- _WHAT THE TASK ASKS_: Print the grid cell lecture summary below in full, word for word.

(Beginning of TEXT UNDER STUDY)

Discovery of Grid Cells
The lecture then turned to the core, with a focus on the structure and computation of grid cells. Professor Moser explained that grid cells are organized into modules, each encoding space at a different scale. When combined, these modules provide a multi-resolution representation, allowing for precise navigation across environments of varying sizes. Significantly, research using topological analysis has revealed that the activity patterns of grid cells map onto a toroidal (donut-shaped) geometry. This structure reflects the intrinsic relationships between neurons. Because this grid-like activity appears early in development and persists during sleep or in the absence of visual cues, it suggests that the spatial system is a built-in feature of the brain rather than a product of learning.
Spatial Map’s Intrinsic Origin
Another major theme of the lecture was the deep connection between spatial navigation and memory, as the same entorhinal-hippocampal circuits that map space play a central role in forming episodic memories. While the entorhinal cortex is characterized by a single coherent map, the hippocampus consists of many uncorrelated maps. The transition between these states is enabled by the independent translation of grid modules, which creates an enormous number of orthogonal activity combinations. This flexible coding mechanism allows the brain to distinguish between similar experiences, a feature crucial for storing and retrieving personal memories. Professor noted that this relationship has important clinical implications: because the entorhinal cortex is among the first regions affected in Alzheimer’s disease, early spatial disorientation in patients may directly reflect damage to these fundamental circuits.
From Grid Cells to Memory
Toward the end of the lecture, Professor Moser reflected on connections and differences between biological intelligence and artificial intelligence. While both systems use distributed, modular representations, the brain achieves these functions with remarkable energy efficiency within strict biological constraints. He emphasized mutual benefit: principles such as multi-scale encoding in grid cells could inspire new approaches to AI navigation and robotics. At the same time, modern AI tools, particularly in pattern recognition, are becoming indispensable for analyzing large-scale neural data. Professor Moser emphasized that progress in both fields increasingly depends on cross-fertilization.

(End of TEXT UNDER STUDY)
(Beginning of EXCERPTED DATA)

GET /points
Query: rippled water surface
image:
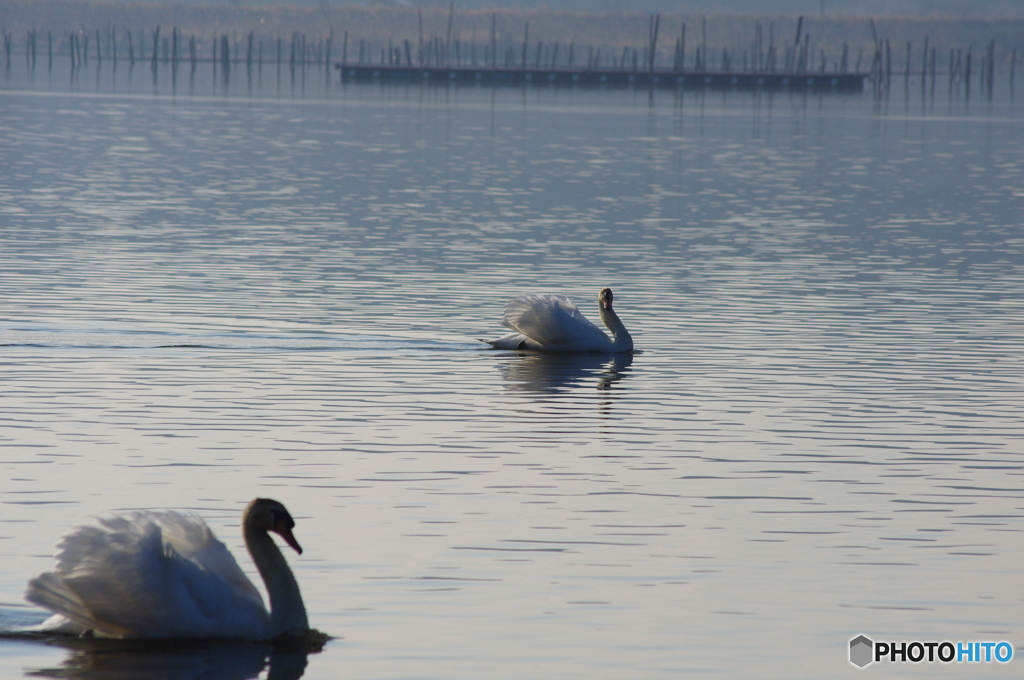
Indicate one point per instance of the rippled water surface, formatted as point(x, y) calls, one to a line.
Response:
point(275, 286)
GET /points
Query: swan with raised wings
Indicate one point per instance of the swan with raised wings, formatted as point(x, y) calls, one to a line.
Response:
point(164, 575)
point(552, 323)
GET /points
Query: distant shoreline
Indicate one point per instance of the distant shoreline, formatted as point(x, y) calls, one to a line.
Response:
point(378, 28)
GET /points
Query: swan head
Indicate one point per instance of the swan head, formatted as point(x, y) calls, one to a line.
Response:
point(264, 514)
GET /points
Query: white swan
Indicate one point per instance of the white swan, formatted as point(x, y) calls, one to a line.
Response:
point(552, 323)
point(163, 575)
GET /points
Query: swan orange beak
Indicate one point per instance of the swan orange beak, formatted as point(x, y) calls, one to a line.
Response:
point(285, 532)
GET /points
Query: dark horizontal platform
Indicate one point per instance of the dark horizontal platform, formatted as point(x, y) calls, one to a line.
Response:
point(841, 82)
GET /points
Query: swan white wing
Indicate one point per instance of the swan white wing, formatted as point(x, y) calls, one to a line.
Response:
point(553, 322)
point(123, 579)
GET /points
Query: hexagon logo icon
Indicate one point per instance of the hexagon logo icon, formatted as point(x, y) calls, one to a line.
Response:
point(861, 649)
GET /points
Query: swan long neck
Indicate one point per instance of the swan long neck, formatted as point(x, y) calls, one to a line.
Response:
point(621, 339)
point(288, 613)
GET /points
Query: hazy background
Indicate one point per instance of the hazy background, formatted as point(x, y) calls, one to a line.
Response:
point(810, 7)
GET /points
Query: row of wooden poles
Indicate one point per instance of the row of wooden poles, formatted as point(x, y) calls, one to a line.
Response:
point(441, 51)
point(770, 56)
point(171, 48)
point(958, 71)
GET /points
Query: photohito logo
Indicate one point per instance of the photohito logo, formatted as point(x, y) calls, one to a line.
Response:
point(863, 650)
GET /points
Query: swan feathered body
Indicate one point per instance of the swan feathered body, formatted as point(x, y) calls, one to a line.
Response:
point(553, 323)
point(165, 575)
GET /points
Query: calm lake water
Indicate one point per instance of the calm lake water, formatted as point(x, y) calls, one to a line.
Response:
point(274, 285)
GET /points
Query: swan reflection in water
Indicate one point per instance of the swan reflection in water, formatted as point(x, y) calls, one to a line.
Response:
point(224, 660)
point(554, 373)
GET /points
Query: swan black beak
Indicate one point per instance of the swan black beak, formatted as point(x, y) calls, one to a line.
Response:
point(284, 530)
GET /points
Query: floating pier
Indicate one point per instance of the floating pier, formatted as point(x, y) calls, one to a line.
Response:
point(609, 78)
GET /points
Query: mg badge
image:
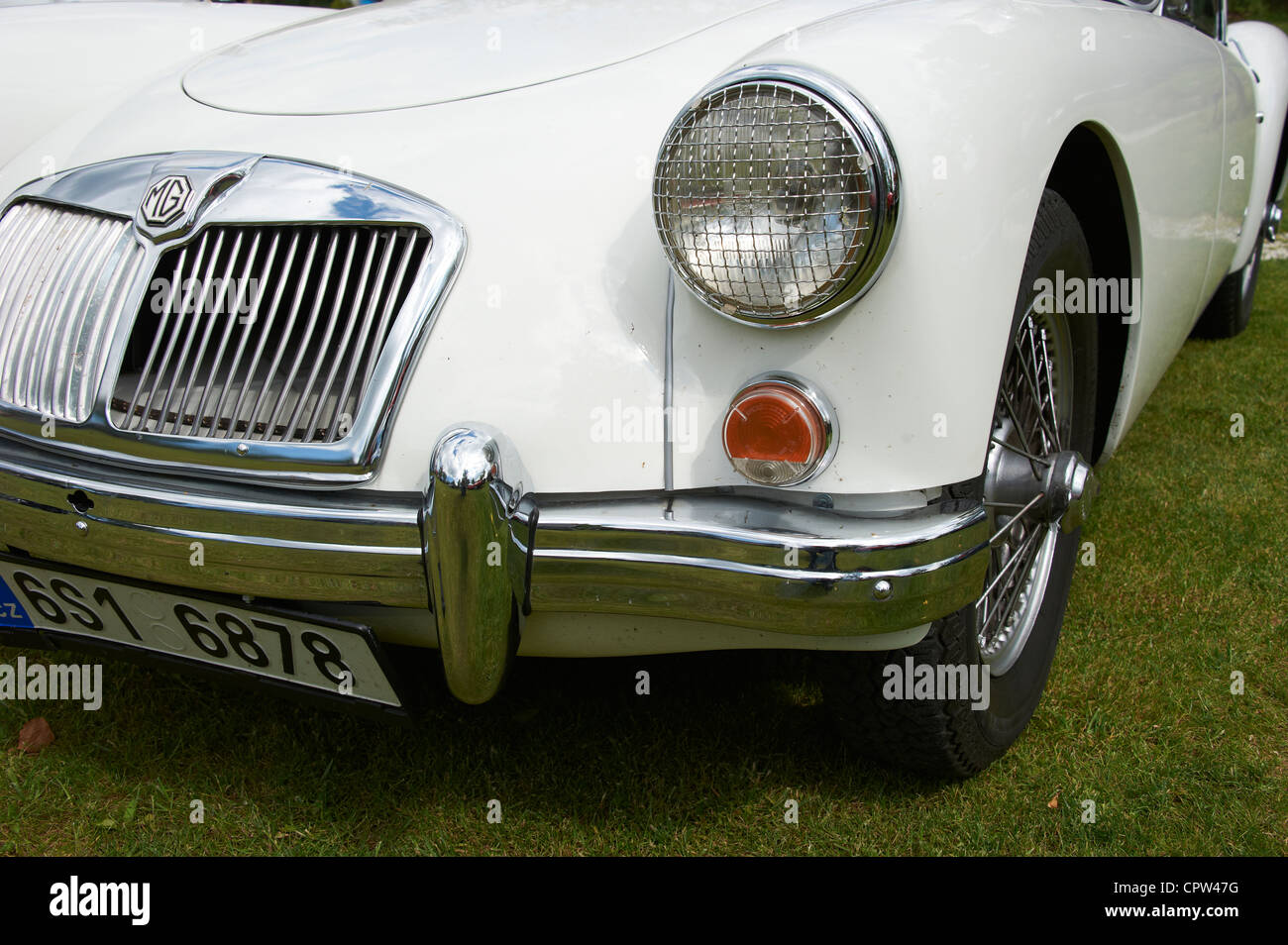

(End of EXCERPTED DATA)

- _EXERCISE OUTPUT_:
Discovery of Grid Cells
The lecture then turned to the core, with a focus on the structure and computation of grid cells. Professor Moser explained that grid cells are organized into modules, each encoding space at a different scale. When combined, these modules provide a multi-resolution representation, allowing for precise navigation across environments of varying sizes. Significantly, research using topological analysis has revealed that the activity patterns of grid cells map onto a toroidal (donut-shaped) geometry. This structure reflects the intrinsic relationships between neurons. Because this grid-like activity appears early in development and persists during sleep or in the absence of visual cues, it suggests that the spatial system is a built-in feature of the brain rather than a product of learning.
Spatial Map’s Intrinsic Origin
Another major theme of the lecture was the deep connection between spatial navigation and memory, as the same entorhinal-hippocampal circuits that map space play a central role in forming episodic memories. While the entorhinal cortex is characterized by a single coherent map, the hippocampus consists of many uncorrelated maps. The transition between these states is enabled by the independent translation of grid modules, which creates an enormous number of orthogonal activity combinations. This flexible coding mechanism allows the brain to distinguish between similar experiences, a feature crucial for storing and retrieving personal memories. Professor noted that this relationship has important clinical implications: because the entorhinal cortex is among the first regions affected in Alzheimer’s disease, early spatial disorientation in patients may directly reflect damage to these fundamental circuits.
From Grid Cells to Memory
Toward the end of the lecture, Professor Moser reflected on connections and differences between biological intelligence and artificial intelligence. While both systems use distributed, modular representations, the brain achieves these functions with remarkable energy efficiency within strict biological constraints. He emphasized mutual benefit: principles such as multi-scale encoding in grid cells could inspire new approaches to AI navigation and robotics. At the same time, modern AI tools, particularly in pattern recognition, are becoming indispensable for analyzing large-scale neural data. Professor Moser emphasized that progress in both fields increasingly depends on cross-fertilization.